— Start Source extract —
Re: Broken replication in 3 node setup, master halt, standby 1 promoted, standby 2 - replication not working

[Date Prev][Date Next][Thread Prev][Thread Next][Date Index][Thread Index]

 



Hi Pritam Barhate,

Please check after promoting pg2 as master pg3 is up and running.
Provide Ip address of pg2 in recovery.conf of pg3 instead  hostname and pass recovery_target_timeline='latest'  ​
Also check archive_command in postgresql.conf of pg2 and restore_command in recovery.conf of pg3 is identical. and permission for pgbackrest.
​​

Hope this helps..

Best Regards,
Shreeyansh

On Thu, Jan 11, 2018 at 12:36 AM, Pritam Barhate <pritambarhate@xxxxxxxxx> wrote:
Hi,

I am trying to test the failover scenario on a brand new 3 node setup. 

pg1 is master
pg2 and pg3 are standby hosts in streaming replication, both following pg1. 

When I halt pg1, promote pg2 and update recovery.conf on pg3 to point to pg2, the replication is broken. Can you please help me identify the correct procedure to achieve this failover?
— End Source extract —
▸ **Task prompt**:
Set down, word for word, everything in the replication thread above from "Provide Ip address" down to "3 node setup.".
— Start Supplied entries —
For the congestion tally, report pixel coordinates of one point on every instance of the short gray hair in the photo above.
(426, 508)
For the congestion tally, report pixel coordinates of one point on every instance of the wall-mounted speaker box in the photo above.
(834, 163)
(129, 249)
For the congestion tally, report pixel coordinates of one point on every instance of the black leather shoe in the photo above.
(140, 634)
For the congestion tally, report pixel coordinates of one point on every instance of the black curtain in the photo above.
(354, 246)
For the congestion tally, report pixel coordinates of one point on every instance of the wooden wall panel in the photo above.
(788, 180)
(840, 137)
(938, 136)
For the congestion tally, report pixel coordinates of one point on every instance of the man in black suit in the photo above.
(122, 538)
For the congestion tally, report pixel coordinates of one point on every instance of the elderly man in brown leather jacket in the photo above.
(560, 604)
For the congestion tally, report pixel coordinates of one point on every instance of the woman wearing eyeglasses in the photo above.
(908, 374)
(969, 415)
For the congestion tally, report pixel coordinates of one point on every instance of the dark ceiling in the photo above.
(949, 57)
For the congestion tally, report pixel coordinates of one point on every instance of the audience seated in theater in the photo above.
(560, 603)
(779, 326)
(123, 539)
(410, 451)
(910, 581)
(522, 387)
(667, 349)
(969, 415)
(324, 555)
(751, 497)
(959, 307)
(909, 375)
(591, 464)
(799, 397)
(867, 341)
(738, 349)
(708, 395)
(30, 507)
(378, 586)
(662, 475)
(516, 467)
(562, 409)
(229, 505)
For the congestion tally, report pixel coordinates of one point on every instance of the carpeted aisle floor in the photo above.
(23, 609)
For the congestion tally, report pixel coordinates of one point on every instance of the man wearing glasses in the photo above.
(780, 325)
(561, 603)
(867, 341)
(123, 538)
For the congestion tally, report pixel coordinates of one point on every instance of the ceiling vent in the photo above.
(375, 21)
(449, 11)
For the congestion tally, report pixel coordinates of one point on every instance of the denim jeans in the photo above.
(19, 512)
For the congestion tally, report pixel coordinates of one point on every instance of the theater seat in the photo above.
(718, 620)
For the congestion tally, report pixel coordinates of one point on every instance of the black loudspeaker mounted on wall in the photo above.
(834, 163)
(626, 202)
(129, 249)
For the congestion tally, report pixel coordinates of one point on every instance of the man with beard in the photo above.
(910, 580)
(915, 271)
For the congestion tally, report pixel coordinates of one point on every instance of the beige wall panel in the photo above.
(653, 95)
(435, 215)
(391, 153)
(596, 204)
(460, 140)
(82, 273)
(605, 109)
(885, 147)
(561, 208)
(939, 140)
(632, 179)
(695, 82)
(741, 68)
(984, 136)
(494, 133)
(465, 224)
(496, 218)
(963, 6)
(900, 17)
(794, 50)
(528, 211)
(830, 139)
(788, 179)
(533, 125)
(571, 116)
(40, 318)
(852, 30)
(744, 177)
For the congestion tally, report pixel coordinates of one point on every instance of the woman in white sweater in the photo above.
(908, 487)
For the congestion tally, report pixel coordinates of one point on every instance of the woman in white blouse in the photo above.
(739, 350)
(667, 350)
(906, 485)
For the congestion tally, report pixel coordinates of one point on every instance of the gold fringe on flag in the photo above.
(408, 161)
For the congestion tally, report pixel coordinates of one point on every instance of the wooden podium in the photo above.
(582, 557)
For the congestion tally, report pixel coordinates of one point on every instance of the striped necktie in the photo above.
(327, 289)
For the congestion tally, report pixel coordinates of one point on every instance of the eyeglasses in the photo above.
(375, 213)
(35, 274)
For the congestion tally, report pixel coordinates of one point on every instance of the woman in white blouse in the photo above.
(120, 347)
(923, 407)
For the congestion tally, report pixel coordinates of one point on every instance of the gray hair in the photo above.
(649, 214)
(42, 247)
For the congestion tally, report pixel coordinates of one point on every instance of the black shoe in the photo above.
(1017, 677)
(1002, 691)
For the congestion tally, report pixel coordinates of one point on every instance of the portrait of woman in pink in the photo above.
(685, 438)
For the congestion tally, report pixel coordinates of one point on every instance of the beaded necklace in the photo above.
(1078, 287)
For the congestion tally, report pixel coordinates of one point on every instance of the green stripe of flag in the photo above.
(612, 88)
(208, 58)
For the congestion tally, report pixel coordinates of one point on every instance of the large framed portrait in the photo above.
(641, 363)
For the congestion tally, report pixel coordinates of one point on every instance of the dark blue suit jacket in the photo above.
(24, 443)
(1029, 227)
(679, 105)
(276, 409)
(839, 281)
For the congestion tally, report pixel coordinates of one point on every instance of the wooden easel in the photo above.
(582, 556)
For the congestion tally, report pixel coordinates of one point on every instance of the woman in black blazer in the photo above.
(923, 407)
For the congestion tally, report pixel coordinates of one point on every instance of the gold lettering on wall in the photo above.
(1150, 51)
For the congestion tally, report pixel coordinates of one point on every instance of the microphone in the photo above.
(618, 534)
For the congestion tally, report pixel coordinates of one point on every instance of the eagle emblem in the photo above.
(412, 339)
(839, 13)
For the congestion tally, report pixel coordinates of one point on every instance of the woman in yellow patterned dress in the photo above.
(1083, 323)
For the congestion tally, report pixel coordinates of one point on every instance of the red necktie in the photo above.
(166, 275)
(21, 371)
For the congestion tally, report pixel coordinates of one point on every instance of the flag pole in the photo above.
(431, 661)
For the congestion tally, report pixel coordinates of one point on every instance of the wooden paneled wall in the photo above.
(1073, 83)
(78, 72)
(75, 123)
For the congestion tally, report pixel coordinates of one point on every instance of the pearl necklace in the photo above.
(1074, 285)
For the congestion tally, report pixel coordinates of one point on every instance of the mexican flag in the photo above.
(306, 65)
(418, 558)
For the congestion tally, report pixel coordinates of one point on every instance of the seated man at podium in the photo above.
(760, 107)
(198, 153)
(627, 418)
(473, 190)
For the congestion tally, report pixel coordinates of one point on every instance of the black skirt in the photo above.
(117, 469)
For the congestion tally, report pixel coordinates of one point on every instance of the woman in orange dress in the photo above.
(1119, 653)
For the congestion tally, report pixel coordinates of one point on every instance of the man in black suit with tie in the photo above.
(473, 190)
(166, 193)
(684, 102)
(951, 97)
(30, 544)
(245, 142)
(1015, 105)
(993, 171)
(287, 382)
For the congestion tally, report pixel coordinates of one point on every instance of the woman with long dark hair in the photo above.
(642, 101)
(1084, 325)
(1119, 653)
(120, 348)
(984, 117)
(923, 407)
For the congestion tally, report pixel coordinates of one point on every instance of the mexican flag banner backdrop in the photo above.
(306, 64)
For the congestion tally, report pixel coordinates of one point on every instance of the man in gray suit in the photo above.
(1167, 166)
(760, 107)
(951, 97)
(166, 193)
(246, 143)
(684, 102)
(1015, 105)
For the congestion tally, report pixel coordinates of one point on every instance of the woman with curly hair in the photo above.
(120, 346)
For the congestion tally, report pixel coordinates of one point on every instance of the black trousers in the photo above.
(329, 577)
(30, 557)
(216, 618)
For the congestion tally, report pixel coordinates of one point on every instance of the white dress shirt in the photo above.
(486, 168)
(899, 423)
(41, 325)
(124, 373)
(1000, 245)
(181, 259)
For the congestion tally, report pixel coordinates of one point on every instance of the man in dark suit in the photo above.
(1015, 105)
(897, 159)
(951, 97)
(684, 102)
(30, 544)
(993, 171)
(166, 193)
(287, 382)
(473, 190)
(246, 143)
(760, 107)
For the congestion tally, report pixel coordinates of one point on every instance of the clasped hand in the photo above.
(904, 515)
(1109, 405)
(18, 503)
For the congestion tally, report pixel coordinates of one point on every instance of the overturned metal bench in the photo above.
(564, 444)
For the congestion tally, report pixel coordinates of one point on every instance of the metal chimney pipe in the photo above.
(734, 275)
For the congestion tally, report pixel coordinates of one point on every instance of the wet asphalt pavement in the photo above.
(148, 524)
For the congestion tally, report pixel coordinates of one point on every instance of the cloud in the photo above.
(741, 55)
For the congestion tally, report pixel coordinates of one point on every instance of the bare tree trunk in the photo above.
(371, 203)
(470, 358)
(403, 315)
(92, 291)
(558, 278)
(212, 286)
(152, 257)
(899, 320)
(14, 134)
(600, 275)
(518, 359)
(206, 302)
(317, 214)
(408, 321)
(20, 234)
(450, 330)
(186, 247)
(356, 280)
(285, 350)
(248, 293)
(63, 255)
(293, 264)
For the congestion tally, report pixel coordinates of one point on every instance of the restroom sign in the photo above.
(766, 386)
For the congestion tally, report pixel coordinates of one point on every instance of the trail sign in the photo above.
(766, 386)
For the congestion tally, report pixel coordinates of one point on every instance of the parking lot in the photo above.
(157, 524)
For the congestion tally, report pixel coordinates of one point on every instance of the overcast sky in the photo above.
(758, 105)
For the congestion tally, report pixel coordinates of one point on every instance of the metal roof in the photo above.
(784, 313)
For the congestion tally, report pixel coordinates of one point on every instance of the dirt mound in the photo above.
— End Supplied entries —
▸ **Response to this exercise**:
Provide Ip address of pg2 in recovery.conf of pg3 instead  hostname and pass recovery_target_timeline='latest'  ​
Also check archive_command in postgresql.conf of pg2 and restore_command in recovery.conf of pg3 is identical. and permission for pgbackrest.
​​

Hope this helps..

Best Regards,
Shreeyansh

On Thu, Jan 11, 2018 at 12:36 AM, Pritam Barhate <pritambarhate@xxxxxxxxx> wrote:
Hi,

I am trying to test the failover scenario on a brand new 3 node setup.